RECORDS TO PROCESS:
◇ ◇ ◇ ◇ ◇

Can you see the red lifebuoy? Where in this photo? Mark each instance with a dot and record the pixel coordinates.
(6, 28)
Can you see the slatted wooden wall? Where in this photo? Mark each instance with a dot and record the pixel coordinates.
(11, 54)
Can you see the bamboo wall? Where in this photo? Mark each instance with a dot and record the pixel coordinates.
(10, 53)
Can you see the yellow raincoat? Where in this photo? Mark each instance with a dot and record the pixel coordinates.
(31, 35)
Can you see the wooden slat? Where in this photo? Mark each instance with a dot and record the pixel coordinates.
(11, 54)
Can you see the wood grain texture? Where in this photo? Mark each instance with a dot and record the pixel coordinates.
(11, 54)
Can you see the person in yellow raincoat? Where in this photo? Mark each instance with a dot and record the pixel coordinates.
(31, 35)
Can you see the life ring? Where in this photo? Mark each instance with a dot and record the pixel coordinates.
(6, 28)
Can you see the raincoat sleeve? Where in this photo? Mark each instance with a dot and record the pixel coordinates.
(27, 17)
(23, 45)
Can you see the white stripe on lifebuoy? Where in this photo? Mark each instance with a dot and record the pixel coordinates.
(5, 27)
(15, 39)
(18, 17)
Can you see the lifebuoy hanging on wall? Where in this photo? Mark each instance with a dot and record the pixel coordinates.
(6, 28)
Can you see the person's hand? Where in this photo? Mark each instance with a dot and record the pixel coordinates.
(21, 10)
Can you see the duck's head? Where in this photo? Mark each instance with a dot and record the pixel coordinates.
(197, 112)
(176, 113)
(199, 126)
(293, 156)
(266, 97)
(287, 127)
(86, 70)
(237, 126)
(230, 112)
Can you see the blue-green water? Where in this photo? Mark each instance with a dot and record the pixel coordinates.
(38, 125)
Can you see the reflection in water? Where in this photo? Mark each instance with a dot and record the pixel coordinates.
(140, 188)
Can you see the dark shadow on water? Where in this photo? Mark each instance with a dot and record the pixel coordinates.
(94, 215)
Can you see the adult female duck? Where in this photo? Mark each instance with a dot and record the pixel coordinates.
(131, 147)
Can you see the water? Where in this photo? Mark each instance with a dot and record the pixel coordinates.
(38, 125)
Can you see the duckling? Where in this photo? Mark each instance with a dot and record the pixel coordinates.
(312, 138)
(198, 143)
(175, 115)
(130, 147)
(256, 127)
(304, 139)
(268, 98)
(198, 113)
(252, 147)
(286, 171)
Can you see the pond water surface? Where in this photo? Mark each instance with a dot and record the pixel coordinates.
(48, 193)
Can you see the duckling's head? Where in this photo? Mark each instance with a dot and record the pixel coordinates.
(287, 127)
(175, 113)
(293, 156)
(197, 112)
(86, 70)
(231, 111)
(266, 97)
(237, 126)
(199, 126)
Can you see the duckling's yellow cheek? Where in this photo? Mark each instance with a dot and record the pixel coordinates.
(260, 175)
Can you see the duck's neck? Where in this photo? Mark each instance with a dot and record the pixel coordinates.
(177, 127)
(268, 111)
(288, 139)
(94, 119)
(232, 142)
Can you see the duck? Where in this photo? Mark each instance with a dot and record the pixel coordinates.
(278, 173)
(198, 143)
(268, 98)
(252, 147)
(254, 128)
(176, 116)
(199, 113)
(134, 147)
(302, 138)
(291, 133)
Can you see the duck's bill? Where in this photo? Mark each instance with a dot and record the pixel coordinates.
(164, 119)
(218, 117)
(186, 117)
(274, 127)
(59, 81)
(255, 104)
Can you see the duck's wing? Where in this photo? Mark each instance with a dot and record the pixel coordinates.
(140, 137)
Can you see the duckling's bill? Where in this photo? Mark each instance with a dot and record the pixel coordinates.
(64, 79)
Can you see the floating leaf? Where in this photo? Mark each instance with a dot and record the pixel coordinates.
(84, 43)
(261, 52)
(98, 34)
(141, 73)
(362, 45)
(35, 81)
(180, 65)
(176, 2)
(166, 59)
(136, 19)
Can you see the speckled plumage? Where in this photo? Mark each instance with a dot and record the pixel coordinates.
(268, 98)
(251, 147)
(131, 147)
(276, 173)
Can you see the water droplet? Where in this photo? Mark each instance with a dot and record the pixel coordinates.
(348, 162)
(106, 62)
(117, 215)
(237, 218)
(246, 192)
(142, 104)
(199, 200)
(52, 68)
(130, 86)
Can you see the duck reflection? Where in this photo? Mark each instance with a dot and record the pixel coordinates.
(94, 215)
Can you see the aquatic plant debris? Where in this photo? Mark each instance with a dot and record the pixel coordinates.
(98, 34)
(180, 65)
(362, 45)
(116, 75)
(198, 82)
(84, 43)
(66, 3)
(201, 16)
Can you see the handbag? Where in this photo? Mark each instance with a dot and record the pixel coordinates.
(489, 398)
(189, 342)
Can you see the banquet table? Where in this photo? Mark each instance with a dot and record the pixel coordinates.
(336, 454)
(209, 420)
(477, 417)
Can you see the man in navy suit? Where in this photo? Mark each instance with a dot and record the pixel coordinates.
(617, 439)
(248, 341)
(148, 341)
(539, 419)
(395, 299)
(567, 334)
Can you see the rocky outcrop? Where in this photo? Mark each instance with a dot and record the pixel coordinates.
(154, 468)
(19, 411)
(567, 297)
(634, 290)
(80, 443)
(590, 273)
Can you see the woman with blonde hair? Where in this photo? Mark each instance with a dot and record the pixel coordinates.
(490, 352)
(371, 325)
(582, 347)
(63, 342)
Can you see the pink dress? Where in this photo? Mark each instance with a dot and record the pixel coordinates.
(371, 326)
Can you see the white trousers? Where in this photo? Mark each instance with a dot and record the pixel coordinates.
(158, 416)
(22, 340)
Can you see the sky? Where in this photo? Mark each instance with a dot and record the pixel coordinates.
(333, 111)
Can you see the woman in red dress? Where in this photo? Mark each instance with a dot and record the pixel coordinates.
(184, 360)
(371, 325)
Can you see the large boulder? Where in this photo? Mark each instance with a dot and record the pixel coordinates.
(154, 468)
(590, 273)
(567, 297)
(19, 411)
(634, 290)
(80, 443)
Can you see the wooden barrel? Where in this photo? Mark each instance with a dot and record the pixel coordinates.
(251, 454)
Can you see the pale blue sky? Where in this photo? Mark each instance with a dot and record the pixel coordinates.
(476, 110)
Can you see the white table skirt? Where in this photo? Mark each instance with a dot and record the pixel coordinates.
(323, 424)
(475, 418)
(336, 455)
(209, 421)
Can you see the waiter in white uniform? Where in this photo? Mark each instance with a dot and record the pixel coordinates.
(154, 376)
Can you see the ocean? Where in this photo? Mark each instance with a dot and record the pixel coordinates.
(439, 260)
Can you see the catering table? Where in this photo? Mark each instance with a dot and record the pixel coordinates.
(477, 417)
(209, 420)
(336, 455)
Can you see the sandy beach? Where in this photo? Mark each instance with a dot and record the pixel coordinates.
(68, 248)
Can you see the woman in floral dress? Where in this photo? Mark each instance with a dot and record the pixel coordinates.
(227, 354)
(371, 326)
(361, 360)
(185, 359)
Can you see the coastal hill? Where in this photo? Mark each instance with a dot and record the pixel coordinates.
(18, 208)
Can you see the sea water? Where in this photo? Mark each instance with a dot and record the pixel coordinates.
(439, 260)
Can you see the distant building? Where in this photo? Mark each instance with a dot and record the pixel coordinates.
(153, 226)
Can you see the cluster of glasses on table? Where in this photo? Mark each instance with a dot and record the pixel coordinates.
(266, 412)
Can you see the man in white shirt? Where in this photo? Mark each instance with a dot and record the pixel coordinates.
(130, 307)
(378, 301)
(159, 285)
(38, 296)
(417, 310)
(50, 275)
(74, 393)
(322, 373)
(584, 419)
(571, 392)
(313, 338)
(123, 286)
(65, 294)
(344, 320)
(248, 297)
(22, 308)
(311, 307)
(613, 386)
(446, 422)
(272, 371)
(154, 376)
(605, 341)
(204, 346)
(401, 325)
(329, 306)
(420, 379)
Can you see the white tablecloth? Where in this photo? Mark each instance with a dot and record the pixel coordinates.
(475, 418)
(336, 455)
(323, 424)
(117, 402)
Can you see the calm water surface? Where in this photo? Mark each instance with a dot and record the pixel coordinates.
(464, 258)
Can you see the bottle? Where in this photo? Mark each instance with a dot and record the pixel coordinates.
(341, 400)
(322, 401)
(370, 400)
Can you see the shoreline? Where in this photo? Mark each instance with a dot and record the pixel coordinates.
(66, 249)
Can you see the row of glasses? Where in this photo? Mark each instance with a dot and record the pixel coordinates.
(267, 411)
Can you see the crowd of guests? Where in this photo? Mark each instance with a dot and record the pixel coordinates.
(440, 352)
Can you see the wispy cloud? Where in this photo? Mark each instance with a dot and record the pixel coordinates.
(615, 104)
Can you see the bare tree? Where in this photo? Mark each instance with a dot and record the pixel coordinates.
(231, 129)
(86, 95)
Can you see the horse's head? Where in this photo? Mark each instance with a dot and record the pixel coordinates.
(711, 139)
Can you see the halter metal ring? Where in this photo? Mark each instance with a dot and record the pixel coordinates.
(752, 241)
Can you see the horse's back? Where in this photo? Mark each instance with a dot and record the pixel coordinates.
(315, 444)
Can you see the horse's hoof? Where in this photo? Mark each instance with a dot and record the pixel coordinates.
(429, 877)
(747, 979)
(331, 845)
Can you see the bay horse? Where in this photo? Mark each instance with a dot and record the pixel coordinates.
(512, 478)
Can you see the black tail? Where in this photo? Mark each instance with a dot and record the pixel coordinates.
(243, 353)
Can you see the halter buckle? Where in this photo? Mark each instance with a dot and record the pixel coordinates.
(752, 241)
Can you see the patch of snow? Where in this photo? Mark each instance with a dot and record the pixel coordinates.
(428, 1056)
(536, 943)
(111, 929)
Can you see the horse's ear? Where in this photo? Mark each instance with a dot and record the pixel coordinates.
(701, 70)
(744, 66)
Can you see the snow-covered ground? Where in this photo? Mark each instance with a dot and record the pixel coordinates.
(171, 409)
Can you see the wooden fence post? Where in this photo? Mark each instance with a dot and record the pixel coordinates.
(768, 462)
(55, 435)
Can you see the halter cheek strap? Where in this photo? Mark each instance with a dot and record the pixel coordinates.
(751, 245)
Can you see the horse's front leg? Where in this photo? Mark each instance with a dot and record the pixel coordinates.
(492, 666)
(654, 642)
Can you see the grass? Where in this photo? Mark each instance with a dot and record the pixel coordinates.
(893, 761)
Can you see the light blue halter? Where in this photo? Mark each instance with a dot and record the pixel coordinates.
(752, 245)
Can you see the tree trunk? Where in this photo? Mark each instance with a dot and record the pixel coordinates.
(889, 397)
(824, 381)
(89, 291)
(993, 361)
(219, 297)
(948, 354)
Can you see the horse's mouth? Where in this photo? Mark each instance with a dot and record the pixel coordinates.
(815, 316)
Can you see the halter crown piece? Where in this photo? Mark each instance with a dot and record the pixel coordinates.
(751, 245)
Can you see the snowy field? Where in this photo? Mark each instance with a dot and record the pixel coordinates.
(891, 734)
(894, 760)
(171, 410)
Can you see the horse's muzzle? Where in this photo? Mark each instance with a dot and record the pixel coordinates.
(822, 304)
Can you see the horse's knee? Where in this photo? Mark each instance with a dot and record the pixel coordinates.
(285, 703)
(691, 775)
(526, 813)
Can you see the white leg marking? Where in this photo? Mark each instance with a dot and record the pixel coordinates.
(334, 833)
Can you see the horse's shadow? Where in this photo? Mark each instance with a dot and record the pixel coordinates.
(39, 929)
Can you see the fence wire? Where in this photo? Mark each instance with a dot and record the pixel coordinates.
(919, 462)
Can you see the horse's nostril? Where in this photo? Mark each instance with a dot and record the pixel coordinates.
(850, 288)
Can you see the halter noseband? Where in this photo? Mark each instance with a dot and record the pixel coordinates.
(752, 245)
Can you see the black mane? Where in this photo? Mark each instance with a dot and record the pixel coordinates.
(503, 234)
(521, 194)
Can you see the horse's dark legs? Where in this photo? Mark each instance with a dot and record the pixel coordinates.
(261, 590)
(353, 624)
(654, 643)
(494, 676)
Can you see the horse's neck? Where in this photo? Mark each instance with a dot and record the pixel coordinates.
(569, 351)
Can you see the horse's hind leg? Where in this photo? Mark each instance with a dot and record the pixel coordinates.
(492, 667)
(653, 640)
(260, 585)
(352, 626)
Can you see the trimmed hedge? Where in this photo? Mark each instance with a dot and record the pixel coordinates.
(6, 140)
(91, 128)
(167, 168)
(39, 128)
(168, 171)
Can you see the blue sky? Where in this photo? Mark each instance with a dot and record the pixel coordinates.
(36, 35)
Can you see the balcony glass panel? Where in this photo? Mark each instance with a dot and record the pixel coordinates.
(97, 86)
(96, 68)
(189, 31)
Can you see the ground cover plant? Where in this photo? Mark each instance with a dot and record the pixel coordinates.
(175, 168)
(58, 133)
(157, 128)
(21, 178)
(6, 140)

◇ ◇ ◇ ◇ ◇

WRITTEN REQUEST: Make an exact copy of every line from the one with "Can you see the snowy" to the end of the data, with the first and last of those lines included.

OUTPUT FOR THIS TASK:
Can you see the snowy field? Where in this photo? Mark each instance with a dot and record the pixel coordinates.
(891, 734)
(894, 760)
(171, 410)
Can you see the horse's muzzle? Where in this photo? Mark each instance with a dot and record the pixel coordinates.
(822, 304)
Can you see the horse's knee? Where in this photo? Mark each instance with a dot and record the pixel coordinates.
(285, 703)
(691, 775)
(526, 813)
Can you see the white leg marking? Where in this photo? Mark each instance with a dot and record the pixel coordinates.
(334, 833)
Can you see the horse's shadow? Where in this photo? Mark each instance with a dot and record the pixel coordinates.
(39, 929)
Can you see the fence wire? Where in this photo? Mark each instance with a dot and record the pixel coordinates.
(919, 462)
Can you see the horse's nostril? Where in this photo? Mark each instance with a dot and record the pixel coordinates.
(850, 288)
Can you see the halter noseband? Where in this photo? Mark each instance with a dot and record the pixel coordinates.
(752, 245)
Can you see the black mane? Where in this photo? Mark each instance with a dot and record the pixel coordinates.
(503, 234)
(521, 194)
Can you see the horse's dark legs? Where in this photo? Mark each instance with a dot and record the pixel coordinates.
(261, 590)
(353, 624)
(654, 643)
(494, 676)
Can you see the horse's neck? Where in this photo? Mark each instance with a dot and record the pixel coordinates.
(569, 351)
Can you see the horse's hind leg? Where in this photo? Mark each instance with a dot and record the pixel coordinates.
(492, 667)
(653, 640)
(260, 585)
(352, 626)
Can you see the trimmed hedge? Where in this photo? Mark each instance with a dot and record the pixel coordinates.
(6, 140)
(91, 128)
(167, 168)
(39, 128)
(168, 171)
Can you see the blue sky? Where in this photo? Mark each instance with a dot and record the pixel coordinates.
(36, 35)
Can you see the balcony glass panel? Where in this photo? Mark each instance with a dot and record the pixel coordinates.
(97, 86)
(96, 68)
(189, 31)
Can you see the ground cover plant? Where in this photo? Mark each instance with a dot and record the pixel coordinates.
(175, 168)
(58, 133)
(157, 128)
(21, 178)
(6, 140)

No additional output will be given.